● **Reading text**
____________________
Student Profile

Karl Firth

Rebuilding the heart with human pluripotent stem cells.

PhD Supervisors:  Prof Chris Denning, Dr Alexander Kondrashov, and Profs. Sian Harding and Molly Stevens, Imperial College London.


PhD Summary

The limited regenerative potential of the heart means that once it experiences a major trauma (e.g. myocardial infarction), complete recovery is unlikely. Indeed, 20 million people a year die due to heart attacks. This has prompted numerous clinical trials whereby stem cell populations, derived from skeletal muscle or bone marrow, are transplanted into the damaged heart. However, in truth, there is virtually no clinical improvement in these patients because the transplanted cells do not generate new heart cells and the host myocardium is not restored. A complete rethink is needed.

In contrast to skeletal and bone marrow stem cells, human pluripotent stem cells (hPSCs) offer a new and potentially unlimited source of cardiomyocytes [1,2,3]. Initial attempts to simply inject hPSC-cardiomyocytes into the heart were unsuccessful because the cells leaked out, died or failed to fully integrate functionally. Much smarter and well thought-out second generation systems for cell delivery are now being developed, whereby hPSC-cardiomyocytes are integrated into different materials as tissue engineered constructs. This includes cell sheets, cardiac patches and engineered heart tissue [4,5].

Ongoing collaboration via a British Heart Foundation Programme Grant between Denning and Kondrashov (Nottingham) and Harding (Imperial College London) is using hPSC-cardiomyocytes to better understand the function of the heart. Moreover, a major high profile £4.6m BHF-funded international consortium involving these researchers coupled with an exception grouping of scientists (e.g. Profs. Molly Stevens, Imperial;Thomas Eschenhagen, Germany; Marc Mercola, USA), now seeks to develop scalable populations of hPSC-cardiomyocytes that can be integrated into tissue engineered constructs. Ultimately, the ability of these constructs to improve heart function will be tested ex vivo in cardiac tissue slices and in vivo in animal models of heart failure.
____________________
● **Questions to answer**
1 - Answer these from the student profile:
(a) How many people a year die due to heart attacks?
(b) What three kinds of tissue engineered constructs are named?
(c) How much is the BHF-funded international consortium worth?
2 - Repeat the stretch of the student profile from "In contrast to" through "heart tissue [4,5].", switching "unsuccessful" to "ineffective".

[Source records]
____________________
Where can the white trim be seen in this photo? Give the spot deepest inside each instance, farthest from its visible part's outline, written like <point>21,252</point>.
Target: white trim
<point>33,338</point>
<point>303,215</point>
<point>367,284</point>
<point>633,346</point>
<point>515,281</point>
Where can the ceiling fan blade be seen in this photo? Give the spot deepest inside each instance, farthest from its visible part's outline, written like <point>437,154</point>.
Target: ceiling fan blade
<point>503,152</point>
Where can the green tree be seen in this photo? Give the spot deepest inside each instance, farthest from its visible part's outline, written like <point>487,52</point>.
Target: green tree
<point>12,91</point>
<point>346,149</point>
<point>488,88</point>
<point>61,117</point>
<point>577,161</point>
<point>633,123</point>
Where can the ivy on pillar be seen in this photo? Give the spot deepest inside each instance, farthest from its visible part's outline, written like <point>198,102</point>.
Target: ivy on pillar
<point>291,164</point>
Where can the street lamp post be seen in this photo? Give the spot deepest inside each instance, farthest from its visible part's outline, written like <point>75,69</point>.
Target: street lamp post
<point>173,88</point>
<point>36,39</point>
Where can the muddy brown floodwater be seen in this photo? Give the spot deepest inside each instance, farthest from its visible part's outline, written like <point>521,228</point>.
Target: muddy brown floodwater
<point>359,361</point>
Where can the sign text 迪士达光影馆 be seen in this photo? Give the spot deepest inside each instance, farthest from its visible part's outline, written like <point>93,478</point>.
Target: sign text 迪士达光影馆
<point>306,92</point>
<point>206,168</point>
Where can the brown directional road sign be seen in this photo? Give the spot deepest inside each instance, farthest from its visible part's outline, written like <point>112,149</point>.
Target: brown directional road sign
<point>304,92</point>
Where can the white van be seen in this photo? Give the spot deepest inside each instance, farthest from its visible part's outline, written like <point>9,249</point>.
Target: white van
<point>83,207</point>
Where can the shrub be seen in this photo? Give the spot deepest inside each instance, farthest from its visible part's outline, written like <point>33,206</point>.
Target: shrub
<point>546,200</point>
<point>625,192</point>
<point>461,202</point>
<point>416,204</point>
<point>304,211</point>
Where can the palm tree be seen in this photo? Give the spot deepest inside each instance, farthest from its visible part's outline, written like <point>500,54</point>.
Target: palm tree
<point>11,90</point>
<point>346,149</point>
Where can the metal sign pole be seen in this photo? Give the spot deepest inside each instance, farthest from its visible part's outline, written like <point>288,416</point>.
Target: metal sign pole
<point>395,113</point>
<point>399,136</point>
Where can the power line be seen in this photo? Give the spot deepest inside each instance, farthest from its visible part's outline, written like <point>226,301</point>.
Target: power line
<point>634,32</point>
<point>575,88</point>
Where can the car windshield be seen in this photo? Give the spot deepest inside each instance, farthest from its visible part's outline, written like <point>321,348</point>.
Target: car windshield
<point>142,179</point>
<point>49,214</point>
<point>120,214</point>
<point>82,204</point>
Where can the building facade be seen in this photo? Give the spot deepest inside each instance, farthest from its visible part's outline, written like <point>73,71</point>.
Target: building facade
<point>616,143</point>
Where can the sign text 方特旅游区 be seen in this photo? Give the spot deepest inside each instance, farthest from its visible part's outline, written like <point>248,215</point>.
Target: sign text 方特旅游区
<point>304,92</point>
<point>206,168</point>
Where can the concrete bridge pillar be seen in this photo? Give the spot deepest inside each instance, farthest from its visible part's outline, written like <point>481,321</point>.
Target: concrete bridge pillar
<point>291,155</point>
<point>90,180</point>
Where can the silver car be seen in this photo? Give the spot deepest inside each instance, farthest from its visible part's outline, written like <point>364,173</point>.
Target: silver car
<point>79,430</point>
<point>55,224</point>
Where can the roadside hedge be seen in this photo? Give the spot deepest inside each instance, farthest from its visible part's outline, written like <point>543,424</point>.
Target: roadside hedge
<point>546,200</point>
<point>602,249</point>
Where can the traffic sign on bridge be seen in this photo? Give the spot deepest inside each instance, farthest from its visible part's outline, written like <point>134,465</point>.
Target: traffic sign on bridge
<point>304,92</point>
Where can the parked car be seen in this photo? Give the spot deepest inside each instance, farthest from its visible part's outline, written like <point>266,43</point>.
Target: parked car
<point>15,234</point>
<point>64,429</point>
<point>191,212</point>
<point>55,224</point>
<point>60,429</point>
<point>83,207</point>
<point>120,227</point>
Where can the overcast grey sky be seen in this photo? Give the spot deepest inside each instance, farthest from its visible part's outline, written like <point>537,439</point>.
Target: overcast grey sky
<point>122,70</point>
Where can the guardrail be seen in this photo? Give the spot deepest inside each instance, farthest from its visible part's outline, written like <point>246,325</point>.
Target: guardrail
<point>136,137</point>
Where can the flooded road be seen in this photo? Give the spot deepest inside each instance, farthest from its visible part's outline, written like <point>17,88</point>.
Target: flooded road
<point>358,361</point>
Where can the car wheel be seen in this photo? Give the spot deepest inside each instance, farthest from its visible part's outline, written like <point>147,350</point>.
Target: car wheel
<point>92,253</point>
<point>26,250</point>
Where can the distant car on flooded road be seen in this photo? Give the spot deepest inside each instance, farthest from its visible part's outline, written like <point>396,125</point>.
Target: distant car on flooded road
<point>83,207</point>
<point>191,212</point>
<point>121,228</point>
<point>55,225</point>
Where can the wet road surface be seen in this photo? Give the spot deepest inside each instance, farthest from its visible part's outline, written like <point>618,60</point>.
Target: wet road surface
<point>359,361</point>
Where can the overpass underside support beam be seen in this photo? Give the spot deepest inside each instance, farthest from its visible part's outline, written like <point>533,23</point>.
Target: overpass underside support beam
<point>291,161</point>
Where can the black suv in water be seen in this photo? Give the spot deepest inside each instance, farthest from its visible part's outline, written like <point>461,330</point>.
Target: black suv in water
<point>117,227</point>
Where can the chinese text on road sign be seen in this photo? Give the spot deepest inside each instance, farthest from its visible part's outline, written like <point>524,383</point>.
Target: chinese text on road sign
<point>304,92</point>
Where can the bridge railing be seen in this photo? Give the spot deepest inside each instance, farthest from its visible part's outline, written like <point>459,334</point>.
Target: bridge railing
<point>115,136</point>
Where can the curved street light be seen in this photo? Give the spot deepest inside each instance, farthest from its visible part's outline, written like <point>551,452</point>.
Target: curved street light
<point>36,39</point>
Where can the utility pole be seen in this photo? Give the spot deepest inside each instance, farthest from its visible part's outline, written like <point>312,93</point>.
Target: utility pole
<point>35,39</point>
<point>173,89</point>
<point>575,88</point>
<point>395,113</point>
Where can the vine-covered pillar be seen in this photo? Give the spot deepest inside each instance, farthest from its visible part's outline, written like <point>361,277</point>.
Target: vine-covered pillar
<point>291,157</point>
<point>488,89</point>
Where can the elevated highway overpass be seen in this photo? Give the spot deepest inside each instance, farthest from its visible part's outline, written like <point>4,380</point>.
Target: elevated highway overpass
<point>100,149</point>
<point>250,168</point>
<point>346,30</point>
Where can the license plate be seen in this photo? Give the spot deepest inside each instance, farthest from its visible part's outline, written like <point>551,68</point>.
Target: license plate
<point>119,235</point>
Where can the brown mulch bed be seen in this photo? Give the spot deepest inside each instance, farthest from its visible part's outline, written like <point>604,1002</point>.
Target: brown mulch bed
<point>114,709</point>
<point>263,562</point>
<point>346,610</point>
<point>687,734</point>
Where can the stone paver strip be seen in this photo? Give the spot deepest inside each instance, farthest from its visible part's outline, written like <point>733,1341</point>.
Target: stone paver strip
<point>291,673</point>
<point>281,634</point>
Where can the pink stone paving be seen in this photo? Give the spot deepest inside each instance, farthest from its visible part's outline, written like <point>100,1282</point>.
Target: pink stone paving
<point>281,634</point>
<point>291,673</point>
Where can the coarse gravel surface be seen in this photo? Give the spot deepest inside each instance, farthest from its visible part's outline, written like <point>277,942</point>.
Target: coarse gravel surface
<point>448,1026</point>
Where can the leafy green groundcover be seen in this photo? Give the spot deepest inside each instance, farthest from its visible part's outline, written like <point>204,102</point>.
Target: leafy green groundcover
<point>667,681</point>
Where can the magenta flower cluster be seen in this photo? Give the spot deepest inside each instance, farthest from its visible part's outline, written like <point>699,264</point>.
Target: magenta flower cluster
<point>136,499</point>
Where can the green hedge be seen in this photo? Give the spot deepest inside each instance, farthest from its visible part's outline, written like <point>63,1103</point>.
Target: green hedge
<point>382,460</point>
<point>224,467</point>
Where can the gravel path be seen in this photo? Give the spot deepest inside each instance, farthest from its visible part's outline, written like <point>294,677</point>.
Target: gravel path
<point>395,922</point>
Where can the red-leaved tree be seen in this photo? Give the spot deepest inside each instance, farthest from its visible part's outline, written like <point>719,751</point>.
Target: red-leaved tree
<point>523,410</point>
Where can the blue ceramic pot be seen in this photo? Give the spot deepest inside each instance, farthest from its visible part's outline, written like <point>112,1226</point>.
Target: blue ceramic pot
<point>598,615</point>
____________________
● **Solutions per task**
1 -
(a) 20 million
(b) Cell sheets, cardiac patches and engineered heart tissue
(c) £4.6m

2 -
In contrast to skeletal and bone marrow stem cells, human pluripotent stem cells (hPSCs) offer a new and potentially unlimited source of cardiomyocytes [1,2,3]. Initial attempts to simply inject hPSC-cardiomyocytes into the heart were ineffective because the cells leaked out, died or failed to fully integrate functionally. Much smarter and well thought-out second generation systems for cell delivery are now being developed, whereby hPSC-cardiomyocytes are integrated into different materials as tissue engineered constructs. This includes cell sheets, cardiac patches and engineered heart tissue [4,5].